▶ [What needs to be done]: Copy every line of the listing below word for word, without any changes.

▶ [Dataset entries]:

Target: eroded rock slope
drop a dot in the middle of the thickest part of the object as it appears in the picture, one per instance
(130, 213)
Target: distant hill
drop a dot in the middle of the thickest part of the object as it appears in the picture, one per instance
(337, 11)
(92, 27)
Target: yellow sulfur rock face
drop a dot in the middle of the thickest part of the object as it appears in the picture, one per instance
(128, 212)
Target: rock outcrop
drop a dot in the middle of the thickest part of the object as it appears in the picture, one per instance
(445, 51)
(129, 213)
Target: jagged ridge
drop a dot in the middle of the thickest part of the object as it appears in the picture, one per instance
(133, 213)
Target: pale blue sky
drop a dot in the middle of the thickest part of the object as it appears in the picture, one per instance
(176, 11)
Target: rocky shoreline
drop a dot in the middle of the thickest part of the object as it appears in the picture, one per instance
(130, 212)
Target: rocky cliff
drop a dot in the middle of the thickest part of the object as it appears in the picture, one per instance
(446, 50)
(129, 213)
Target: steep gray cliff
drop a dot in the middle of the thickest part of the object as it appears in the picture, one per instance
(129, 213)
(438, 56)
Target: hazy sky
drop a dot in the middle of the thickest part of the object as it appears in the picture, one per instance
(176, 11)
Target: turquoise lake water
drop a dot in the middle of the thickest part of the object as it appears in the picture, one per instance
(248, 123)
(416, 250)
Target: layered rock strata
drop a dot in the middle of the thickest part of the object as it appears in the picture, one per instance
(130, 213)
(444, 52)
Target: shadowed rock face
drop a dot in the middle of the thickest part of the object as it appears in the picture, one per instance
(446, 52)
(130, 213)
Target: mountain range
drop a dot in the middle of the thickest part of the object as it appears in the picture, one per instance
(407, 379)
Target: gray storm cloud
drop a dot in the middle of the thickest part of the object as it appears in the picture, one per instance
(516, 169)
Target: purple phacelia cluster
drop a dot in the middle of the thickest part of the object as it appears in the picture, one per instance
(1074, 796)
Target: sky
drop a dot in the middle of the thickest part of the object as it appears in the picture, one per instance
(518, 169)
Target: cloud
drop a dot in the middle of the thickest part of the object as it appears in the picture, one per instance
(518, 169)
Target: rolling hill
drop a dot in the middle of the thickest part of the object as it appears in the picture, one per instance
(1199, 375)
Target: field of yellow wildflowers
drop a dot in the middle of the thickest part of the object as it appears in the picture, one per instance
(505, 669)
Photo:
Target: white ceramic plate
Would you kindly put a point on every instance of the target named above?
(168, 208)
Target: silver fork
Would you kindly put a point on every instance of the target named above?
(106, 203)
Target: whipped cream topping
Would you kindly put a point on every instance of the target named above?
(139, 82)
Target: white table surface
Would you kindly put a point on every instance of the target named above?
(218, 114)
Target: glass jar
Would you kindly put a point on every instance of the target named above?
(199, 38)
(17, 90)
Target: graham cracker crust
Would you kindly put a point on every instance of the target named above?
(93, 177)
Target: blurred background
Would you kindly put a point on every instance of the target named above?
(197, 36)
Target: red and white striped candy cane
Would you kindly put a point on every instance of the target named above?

▶ [Solved exercise]:
Target: eroded rock slope
drop a dot in the middle of the thickest part of the object as it appears in the picture, one per instance
(130, 213)
Target: distant hill
drop a dot in the middle of the thickest part of the object as it appears in the picture, one per instance
(337, 11)
(92, 27)
Target: yellow sulfur rock face
drop a dot in the middle of the thickest part of the object as it appears in the picture, one per instance
(128, 212)
Target: rock outcrop
drop a dot in the middle of the thickest part of the object as it appears in the picture, one per instance
(445, 51)
(129, 213)
Target: jagged ridge
drop a dot in the middle of the thickest part of the object as it appears in the picture, one per instance
(133, 213)
Target: pale blue sky
drop a dot in the middle of the thickest part of the object as it appears in the picture, one per instance
(176, 11)
Target: rocky shoreline
drop a dot in the middle of the thickest part of the object as it appears in the picture, one per instance
(130, 212)
Target: rocky cliff
drop a dot in the middle of the thickest part of the object as it appears in the picture, one per instance
(446, 50)
(129, 213)
Target: steep gray cliff
drop a dot in the middle of the thickest part of the object as it appears in the picture, one per instance
(129, 213)
(438, 56)
Target: hazy sky
drop a dot in the middle of the thickest part of the object as it appears in the picture, one per instance
(176, 11)
Target: turquoise lake water
drop a dot in the middle of the thickest part of the object as it appears in the picture, one per instance
(248, 123)
(416, 250)
Target: layered rock strata
drop a dot in the middle of the thickest part of the object as it appears in the picture, one per instance
(130, 213)
(444, 52)
Target: shadowed rock face
drop a dot in the middle of the thickest part of the object as it appears in the picture, one per instance
(446, 52)
(130, 213)
Target: mountain range
drop a dot in the middle of the thickest part of the object as it appears in the picture, one per instance
(407, 379)
Target: gray storm cloud
drop a dot in the middle of the thickest part of the object as it appears in the picture, one per instance
(516, 169)
Target: purple phacelia cluster
drop a dot in the middle of the thickest part of the object as it appears in the picture, one per instance
(1074, 796)
Target: sky
drop a dot in the middle of the thickest part of the object as it appears in the picture, one per instance
(518, 169)
Target: cloud
drop a dot in the middle of the thickest part of the object as it appears in the picture, one per instance
(518, 169)
Target: rolling hill
drop a dot in the middle of the thickest part of the object as it appears in the picture, one per instance
(1199, 375)
Target: field of yellow wildflowers
drop a dot in the middle of the thickest part of the object as it appears in the picture, one per instance
(505, 669)
Photo:
Target: white ceramic plate
Would you kindly put a point on every instance of the target named above?
(168, 208)
Target: silver fork
Would you kindly put a point on every instance of the target named above?
(106, 203)
Target: whipped cream topping
Would you kindly put a point on every instance of the target named above?
(139, 82)
Target: white table surface
Would you kindly put a point on every instance of the target named above?
(218, 114)
Target: glass jar
Would you kindly put a point on every instance of the target named above?
(199, 38)
(17, 90)
Target: graham cracker crust
Would you kindly put a point on every instance of the target named above?
(93, 177)
Target: blurred background
Would you kindly put a point on every instance of the target named above?
(197, 36)
Target: red and white striped candy cane
Would you kindly put a point on every instance of the target named above?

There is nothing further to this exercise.